■ **PROBLEM TO SOLVE**
Please count how many lines in the entries below contain the string "opening", with uppercase and lowercase letters matching, and give only that number.

------ PROVIDED DATA ------

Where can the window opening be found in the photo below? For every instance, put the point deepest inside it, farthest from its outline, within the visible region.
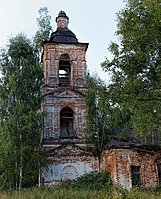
(135, 173)
(159, 173)
(64, 70)
(66, 124)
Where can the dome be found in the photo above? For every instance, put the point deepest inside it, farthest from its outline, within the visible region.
(63, 34)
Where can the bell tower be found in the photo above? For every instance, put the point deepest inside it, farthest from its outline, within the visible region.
(64, 62)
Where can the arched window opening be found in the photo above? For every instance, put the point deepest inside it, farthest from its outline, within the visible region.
(66, 123)
(64, 70)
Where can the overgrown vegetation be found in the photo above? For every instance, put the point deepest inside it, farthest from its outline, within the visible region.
(21, 120)
(93, 181)
(136, 65)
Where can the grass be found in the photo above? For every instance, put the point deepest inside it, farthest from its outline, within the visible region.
(62, 193)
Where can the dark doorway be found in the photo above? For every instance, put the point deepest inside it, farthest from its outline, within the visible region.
(135, 174)
(159, 173)
(66, 123)
(64, 70)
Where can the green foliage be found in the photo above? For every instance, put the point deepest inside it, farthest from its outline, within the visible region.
(93, 181)
(56, 193)
(20, 116)
(44, 28)
(136, 64)
(103, 114)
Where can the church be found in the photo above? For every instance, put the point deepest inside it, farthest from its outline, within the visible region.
(64, 105)
(64, 135)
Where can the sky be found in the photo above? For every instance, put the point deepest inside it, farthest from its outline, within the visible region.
(93, 22)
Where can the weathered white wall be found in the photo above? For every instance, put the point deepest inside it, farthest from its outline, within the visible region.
(66, 171)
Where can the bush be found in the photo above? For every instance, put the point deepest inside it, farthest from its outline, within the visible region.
(94, 181)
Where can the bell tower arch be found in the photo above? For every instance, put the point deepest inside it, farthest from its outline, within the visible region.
(64, 62)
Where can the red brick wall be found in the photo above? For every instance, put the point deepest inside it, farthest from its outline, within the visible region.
(119, 161)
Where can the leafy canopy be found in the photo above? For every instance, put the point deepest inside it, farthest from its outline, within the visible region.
(136, 64)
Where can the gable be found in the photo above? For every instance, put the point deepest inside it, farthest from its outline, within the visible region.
(66, 93)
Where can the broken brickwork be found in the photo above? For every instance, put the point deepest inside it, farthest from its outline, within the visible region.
(64, 105)
(121, 162)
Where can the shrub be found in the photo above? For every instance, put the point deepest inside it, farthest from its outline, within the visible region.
(94, 181)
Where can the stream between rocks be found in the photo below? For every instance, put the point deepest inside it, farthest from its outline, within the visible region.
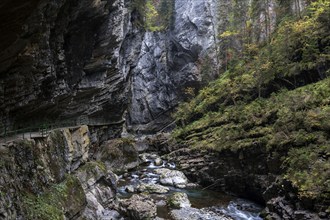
(157, 190)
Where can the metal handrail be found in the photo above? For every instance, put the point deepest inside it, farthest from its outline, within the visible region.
(45, 128)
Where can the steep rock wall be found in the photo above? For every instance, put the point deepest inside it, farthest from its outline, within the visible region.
(68, 60)
(54, 178)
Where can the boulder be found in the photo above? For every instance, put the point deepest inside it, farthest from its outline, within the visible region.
(179, 200)
(139, 207)
(172, 177)
(196, 214)
(152, 188)
(158, 161)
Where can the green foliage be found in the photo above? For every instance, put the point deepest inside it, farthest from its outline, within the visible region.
(155, 15)
(309, 171)
(276, 96)
(51, 204)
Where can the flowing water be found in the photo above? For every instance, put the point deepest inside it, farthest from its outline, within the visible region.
(236, 208)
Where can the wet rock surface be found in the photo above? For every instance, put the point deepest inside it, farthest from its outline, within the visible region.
(176, 202)
(179, 200)
(54, 171)
(172, 177)
(87, 61)
(152, 188)
(139, 207)
(251, 174)
(196, 214)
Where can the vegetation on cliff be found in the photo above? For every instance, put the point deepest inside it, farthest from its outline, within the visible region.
(64, 199)
(154, 15)
(274, 94)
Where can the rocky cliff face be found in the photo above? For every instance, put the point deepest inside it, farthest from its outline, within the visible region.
(54, 178)
(86, 58)
(68, 60)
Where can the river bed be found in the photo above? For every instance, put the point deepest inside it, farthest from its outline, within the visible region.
(216, 202)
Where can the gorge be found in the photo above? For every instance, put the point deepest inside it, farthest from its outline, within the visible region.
(235, 94)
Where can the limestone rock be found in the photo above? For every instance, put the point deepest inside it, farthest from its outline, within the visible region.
(196, 214)
(172, 177)
(118, 155)
(139, 207)
(179, 200)
(152, 188)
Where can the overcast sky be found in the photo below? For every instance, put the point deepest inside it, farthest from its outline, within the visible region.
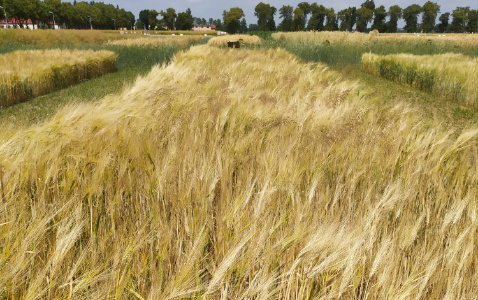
(214, 8)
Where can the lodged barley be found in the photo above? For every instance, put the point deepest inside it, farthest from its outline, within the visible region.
(30, 73)
(451, 75)
(239, 175)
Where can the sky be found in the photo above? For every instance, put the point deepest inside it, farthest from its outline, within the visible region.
(214, 8)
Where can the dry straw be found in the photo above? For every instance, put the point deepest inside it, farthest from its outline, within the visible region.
(45, 38)
(30, 73)
(239, 175)
(244, 39)
(450, 75)
(357, 38)
(157, 41)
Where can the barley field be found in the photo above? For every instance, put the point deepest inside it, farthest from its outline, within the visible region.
(157, 41)
(46, 38)
(449, 75)
(30, 73)
(236, 175)
(245, 40)
(345, 48)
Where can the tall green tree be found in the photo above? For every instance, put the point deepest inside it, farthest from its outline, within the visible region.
(271, 22)
(305, 7)
(369, 4)
(298, 19)
(410, 15)
(331, 23)
(144, 18)
(169, 17)
(185, 20)
(364, 16)
(243, 26)
(263, 12)
(347, 18)
(319, 13)
(286, 13)
(460, 15)
(472, 24)
(231, 19)
(394, 14)
(379, 16)
(444, 22)
(430, 11)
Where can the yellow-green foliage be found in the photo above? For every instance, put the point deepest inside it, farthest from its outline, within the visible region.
(152, 41)
(239, 175)
(451, 75)
(43, 38)
(357, 38)
(30, 73)
(244, 39)
(184, 32)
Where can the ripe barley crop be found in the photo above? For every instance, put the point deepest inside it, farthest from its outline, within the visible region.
(345, 48)
(155, 41)
(239, 174)
(451, 75)
(243, 38)
(30, 73)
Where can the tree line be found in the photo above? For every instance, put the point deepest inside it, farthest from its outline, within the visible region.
(304, 16)
(317, 17)
(76, 15)
(313, 16)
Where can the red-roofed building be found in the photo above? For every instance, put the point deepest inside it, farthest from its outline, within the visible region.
(204, 27)
(28, 24)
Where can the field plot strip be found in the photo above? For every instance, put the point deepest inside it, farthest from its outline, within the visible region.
(239, 174)
(30, 73)
(450, 75)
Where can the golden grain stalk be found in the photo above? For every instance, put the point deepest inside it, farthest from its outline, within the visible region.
(239, 175)
(450, 75)
(155, 41)
(245, 39)
(29, 73)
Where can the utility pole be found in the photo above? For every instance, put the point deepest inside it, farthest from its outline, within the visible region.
(5, 13)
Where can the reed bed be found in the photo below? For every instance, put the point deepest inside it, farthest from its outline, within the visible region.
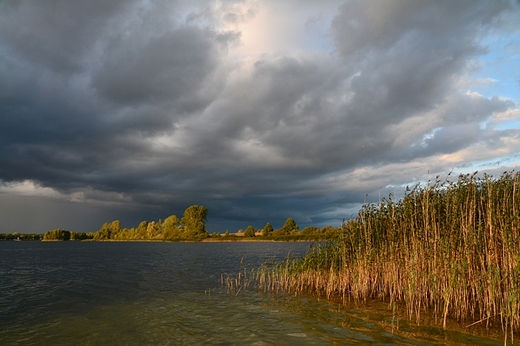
(449, 248)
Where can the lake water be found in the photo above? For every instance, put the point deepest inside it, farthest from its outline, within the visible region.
(92, 293)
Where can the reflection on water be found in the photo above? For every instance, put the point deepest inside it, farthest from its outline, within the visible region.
(169, 294)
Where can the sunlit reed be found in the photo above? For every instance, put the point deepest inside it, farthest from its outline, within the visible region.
(449, 248)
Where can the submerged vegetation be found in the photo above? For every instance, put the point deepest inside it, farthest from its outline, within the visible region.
(451, 249)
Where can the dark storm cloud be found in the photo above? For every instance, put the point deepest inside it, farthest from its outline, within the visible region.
(143, 106)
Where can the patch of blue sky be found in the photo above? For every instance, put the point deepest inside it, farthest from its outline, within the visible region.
(500, 67)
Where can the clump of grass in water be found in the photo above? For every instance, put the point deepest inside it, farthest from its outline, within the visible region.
(451, 248)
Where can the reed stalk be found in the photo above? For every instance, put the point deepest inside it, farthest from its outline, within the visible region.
(449, 248)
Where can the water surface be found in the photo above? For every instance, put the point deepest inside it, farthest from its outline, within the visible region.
(109, 293)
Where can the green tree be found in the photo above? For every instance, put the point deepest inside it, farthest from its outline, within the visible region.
(268, 230)
(141, 230)
(170, 227)
(250, 232)
(289, 227)
(105, 232)
(194, 221)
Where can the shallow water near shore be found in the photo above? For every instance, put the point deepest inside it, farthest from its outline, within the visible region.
(72, 293)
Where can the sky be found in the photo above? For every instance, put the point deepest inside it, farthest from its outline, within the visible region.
(257, 110)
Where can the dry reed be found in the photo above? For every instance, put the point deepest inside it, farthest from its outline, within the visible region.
(449, 248)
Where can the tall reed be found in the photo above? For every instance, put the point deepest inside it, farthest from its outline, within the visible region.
(451, 248)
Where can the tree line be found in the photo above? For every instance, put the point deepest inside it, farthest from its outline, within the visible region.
(192, 226)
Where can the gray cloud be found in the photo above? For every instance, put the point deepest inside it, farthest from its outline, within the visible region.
(146, 108)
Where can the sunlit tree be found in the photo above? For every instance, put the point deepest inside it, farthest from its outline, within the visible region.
(194, 221)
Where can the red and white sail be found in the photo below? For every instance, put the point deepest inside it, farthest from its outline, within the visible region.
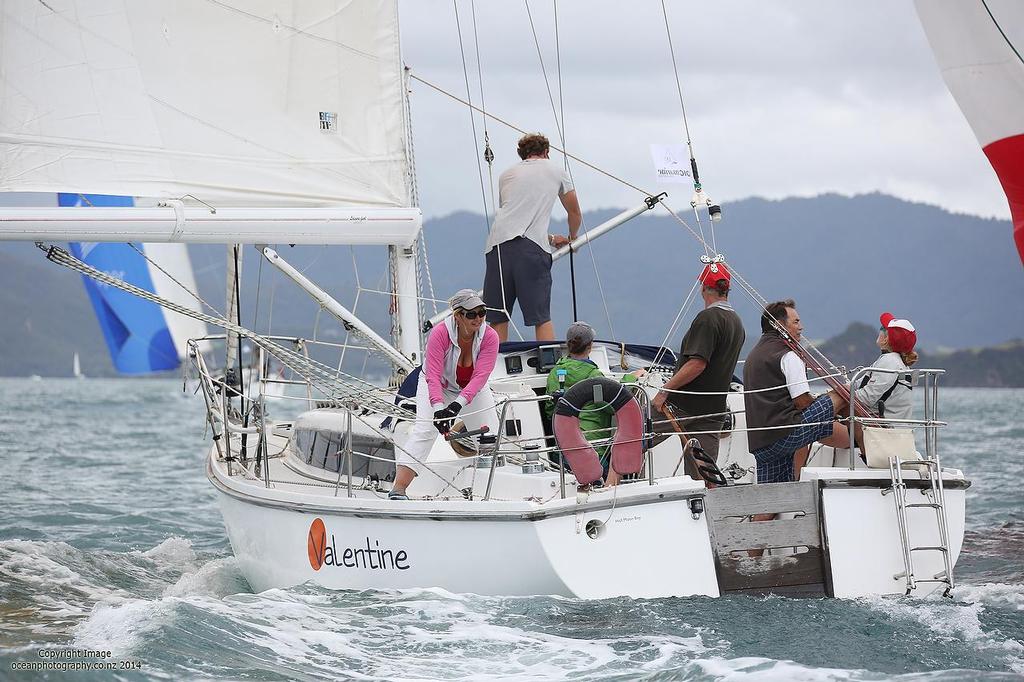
(979, 46)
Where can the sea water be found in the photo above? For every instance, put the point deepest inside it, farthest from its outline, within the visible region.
(111, 541)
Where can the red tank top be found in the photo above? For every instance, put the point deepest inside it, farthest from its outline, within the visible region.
(463, 375)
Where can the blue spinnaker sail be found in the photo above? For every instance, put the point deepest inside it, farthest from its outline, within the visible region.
(136, 332)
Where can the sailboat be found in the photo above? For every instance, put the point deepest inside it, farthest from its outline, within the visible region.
(289, 123)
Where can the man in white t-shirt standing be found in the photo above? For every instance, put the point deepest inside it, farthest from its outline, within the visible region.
(780, 411)
(519, 248)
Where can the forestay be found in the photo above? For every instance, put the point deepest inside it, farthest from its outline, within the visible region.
(241, 104)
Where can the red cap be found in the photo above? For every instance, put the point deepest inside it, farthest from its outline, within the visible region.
(901, 334)
(713, 272)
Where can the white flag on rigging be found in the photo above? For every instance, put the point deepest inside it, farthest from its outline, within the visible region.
(672, 163)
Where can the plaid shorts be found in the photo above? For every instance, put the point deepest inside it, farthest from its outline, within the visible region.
(775, 461)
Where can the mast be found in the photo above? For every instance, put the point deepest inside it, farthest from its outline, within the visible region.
(232, 269)
(403, 260)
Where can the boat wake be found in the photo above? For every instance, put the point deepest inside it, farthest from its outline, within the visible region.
(187, 613)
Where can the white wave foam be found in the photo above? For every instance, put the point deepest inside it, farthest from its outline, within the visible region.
(954, 621)
(993, 594)
(119, 628)
(58, 589)
(218, 578)
(174, 551)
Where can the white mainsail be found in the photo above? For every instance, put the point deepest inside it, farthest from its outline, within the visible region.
(278, 103)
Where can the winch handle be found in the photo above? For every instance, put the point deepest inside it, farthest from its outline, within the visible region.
(452, 435)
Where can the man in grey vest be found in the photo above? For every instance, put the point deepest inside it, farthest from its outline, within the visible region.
(780, 411)
(707, 363)
(518, 251)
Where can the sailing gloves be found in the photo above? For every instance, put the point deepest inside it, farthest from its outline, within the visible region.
(445, 417)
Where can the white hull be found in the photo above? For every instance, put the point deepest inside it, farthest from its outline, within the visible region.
(496, 548)
(649, 545)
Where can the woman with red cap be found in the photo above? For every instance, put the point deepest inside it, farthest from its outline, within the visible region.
(890, 393)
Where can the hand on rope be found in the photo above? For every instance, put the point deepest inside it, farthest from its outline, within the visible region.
(558, 241)
(444, 418)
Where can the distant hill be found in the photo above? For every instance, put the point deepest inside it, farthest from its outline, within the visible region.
(955, 276)
(998, 367)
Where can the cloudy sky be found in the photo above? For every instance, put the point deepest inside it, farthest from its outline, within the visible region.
(783, 98)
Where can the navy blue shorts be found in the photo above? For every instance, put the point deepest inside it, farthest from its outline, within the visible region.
(775, 461)
(525, 269)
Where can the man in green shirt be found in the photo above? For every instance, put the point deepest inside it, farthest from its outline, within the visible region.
(594, 422)
(707, 361)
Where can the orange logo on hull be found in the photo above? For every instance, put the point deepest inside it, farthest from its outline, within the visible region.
(316, 544)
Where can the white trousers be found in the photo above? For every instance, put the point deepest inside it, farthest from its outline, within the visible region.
(421, 437)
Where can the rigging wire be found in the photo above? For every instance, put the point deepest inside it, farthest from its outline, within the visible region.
(686, 132)
(487, 154)
(472, 115)
(560, 127)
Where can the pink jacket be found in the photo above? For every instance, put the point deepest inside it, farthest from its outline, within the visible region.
(442, 356)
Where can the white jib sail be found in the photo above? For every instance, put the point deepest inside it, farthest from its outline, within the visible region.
(285, 103)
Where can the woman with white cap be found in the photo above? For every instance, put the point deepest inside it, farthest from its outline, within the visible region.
(890, 392)
(461, 352)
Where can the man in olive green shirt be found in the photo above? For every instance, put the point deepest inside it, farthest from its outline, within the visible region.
(707, 363)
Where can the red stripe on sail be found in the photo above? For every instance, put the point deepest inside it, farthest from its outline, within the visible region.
(1007, 157)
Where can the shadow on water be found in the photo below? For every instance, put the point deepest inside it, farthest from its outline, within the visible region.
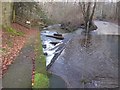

------

■ **EXERCISE RESPONSE**
2